Recast the stretch of the material below, from the line containing "If you could point to the parked" through the end of the material, as a Markdown table with the columns "Row" and "Line", giving each line its own row number and omitting blank lines.
## begin Stored data
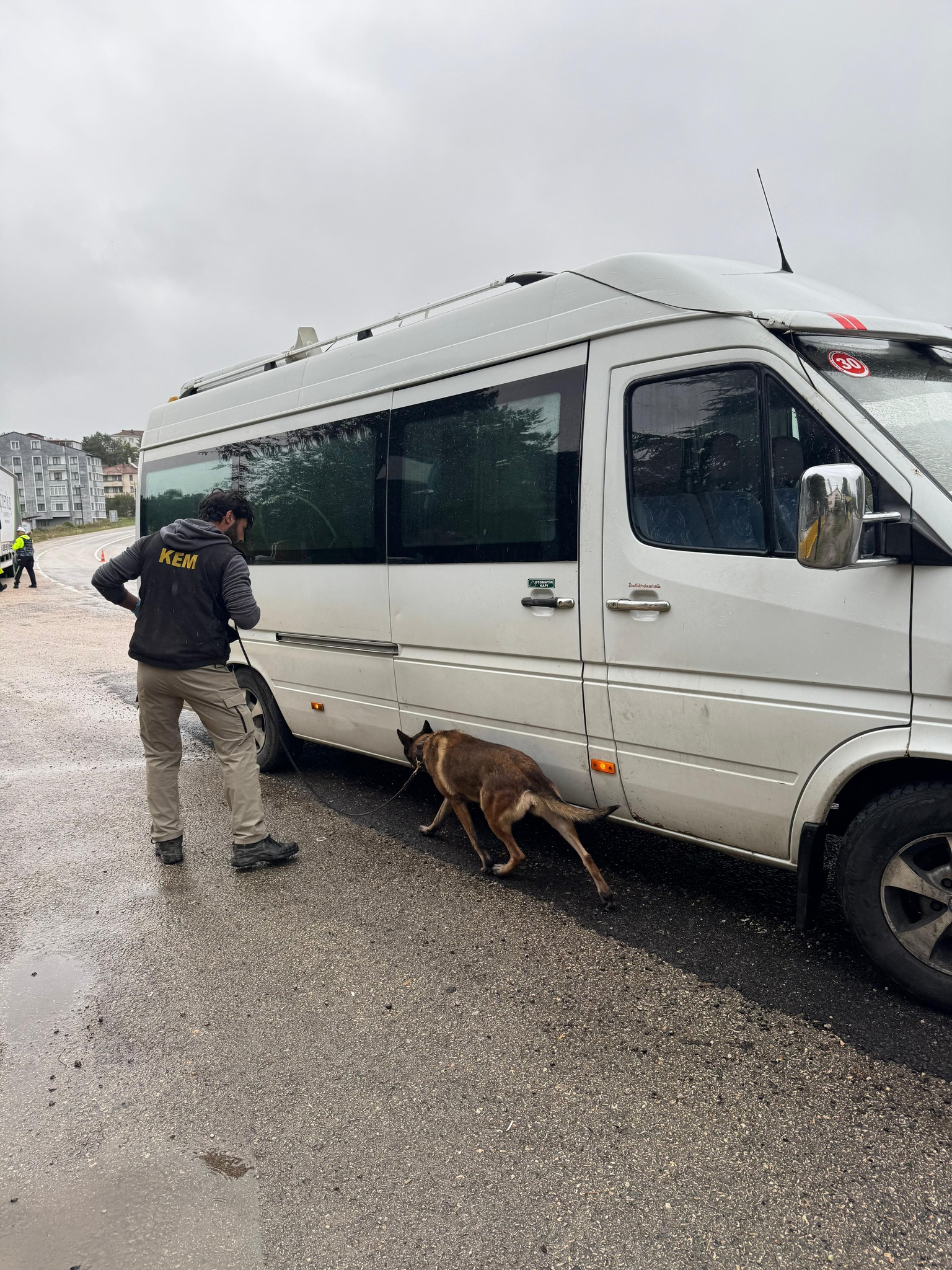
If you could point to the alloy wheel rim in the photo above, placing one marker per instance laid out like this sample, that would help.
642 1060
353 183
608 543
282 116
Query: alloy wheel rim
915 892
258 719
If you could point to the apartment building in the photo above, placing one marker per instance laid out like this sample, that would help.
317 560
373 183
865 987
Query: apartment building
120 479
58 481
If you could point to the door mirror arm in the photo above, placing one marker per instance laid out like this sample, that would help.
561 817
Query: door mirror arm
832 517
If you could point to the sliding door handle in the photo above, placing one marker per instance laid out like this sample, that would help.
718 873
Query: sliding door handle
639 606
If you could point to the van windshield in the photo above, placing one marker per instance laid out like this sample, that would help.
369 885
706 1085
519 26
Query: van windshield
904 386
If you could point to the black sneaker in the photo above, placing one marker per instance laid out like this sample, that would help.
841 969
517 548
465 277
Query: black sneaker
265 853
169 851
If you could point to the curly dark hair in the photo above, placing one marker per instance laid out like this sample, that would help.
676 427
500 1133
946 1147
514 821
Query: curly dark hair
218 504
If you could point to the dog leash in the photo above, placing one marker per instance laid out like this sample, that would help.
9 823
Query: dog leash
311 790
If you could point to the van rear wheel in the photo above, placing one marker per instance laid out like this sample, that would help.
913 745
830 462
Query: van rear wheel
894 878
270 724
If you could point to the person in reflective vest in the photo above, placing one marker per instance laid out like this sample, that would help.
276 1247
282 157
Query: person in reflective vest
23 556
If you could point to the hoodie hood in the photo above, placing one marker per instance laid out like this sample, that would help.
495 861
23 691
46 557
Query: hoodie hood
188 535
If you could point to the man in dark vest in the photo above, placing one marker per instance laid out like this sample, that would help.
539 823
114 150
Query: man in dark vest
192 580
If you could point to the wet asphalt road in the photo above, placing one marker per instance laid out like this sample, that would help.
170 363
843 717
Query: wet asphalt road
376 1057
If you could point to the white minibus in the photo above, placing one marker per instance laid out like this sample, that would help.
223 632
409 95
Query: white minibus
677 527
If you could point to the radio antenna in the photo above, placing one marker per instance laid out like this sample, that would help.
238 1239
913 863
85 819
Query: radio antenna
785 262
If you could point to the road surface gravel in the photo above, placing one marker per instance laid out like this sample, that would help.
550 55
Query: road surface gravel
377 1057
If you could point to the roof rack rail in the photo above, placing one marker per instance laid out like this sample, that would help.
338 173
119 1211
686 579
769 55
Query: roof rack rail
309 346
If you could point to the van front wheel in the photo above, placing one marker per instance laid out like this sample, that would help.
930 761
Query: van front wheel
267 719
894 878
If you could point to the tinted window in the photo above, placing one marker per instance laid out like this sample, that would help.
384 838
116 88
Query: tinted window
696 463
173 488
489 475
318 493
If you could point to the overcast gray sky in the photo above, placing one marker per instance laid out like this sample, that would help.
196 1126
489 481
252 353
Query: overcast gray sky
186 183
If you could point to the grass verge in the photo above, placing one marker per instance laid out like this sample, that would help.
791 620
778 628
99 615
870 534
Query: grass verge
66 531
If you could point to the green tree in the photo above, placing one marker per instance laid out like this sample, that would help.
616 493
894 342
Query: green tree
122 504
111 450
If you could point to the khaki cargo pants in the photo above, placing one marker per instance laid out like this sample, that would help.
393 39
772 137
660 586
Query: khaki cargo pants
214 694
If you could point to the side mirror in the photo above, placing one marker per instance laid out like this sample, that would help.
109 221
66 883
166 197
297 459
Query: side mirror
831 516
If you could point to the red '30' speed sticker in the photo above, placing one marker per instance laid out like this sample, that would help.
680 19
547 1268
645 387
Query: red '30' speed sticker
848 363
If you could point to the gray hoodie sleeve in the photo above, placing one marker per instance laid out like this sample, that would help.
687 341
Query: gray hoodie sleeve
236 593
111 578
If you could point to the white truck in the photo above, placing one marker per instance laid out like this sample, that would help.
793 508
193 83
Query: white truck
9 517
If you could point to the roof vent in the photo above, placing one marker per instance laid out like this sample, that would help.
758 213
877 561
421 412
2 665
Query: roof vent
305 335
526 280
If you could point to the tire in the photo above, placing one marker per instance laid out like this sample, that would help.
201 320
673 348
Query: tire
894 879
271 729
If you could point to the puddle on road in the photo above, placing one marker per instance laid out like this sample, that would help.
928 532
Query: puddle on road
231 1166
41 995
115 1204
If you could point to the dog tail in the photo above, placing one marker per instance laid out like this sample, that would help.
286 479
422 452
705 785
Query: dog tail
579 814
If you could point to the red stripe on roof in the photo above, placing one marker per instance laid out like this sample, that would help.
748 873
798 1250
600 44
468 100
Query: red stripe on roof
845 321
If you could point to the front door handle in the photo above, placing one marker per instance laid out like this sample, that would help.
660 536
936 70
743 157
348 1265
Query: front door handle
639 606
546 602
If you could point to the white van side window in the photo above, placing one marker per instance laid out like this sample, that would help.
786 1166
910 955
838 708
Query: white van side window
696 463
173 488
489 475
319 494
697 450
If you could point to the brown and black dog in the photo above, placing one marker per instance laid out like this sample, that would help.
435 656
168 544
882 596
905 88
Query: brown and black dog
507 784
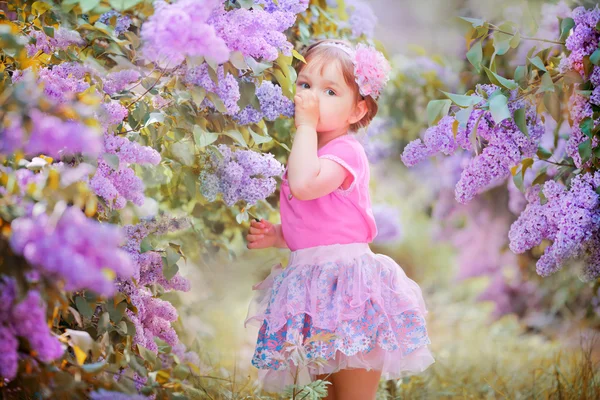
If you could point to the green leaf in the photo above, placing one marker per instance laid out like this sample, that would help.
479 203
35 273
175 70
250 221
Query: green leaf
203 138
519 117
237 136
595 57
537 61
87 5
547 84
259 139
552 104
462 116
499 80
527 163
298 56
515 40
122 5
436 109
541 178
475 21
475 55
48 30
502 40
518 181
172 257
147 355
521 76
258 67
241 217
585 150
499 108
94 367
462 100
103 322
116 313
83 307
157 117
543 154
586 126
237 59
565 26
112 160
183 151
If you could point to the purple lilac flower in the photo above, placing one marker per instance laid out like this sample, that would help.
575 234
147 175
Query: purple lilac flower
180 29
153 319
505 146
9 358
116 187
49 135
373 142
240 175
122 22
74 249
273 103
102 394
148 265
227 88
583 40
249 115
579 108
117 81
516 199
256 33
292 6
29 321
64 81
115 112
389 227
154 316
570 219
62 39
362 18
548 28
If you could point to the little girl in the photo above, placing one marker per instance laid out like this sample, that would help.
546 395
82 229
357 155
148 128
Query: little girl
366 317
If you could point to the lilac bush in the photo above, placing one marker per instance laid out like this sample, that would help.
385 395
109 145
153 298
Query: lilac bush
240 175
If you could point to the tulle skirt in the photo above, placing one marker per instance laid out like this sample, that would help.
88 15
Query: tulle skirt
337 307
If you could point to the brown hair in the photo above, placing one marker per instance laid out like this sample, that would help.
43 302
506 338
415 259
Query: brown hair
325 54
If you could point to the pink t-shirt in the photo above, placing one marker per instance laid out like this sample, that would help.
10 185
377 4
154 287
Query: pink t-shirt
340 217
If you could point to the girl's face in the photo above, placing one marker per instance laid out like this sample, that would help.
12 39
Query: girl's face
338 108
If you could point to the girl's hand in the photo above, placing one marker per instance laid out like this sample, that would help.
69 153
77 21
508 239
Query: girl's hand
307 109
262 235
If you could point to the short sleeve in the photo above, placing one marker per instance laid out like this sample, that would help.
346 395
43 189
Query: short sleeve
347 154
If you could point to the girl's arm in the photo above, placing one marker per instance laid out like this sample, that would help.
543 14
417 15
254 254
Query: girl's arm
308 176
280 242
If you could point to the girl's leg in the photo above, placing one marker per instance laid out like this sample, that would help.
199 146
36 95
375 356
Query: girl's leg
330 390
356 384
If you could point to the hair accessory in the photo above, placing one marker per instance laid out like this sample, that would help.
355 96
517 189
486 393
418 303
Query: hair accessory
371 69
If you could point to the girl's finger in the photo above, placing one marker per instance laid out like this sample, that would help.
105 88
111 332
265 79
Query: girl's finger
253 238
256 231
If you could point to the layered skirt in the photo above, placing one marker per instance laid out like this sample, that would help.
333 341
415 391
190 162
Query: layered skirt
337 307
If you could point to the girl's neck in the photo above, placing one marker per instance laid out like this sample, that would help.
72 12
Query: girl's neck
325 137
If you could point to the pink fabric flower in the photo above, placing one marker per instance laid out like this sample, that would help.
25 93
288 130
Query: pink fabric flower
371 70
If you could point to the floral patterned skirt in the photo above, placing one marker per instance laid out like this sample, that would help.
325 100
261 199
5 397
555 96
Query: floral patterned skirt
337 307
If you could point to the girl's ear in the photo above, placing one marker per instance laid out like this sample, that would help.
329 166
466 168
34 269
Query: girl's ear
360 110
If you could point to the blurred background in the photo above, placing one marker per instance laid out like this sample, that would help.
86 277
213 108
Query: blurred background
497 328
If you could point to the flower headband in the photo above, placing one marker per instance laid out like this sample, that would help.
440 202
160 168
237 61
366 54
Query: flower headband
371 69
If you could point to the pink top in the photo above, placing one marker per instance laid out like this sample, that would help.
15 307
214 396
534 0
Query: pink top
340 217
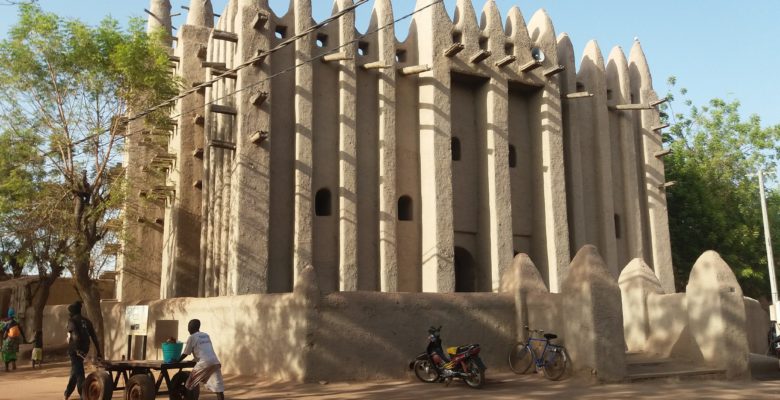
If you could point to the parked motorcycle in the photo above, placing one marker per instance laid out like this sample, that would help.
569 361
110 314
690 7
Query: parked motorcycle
## end Stored data
--- Solved problem ---
| Row | Line |
|---|---|
| 1 | If you could point to the parked motorcycle in the photo above, placing one marker per instance laid out like this sample, that would help. |
| 2 | 569 361 |
| 3 | 110 314 |
| 4 | 690 7 |
| 5 | Query: parked motorcycle |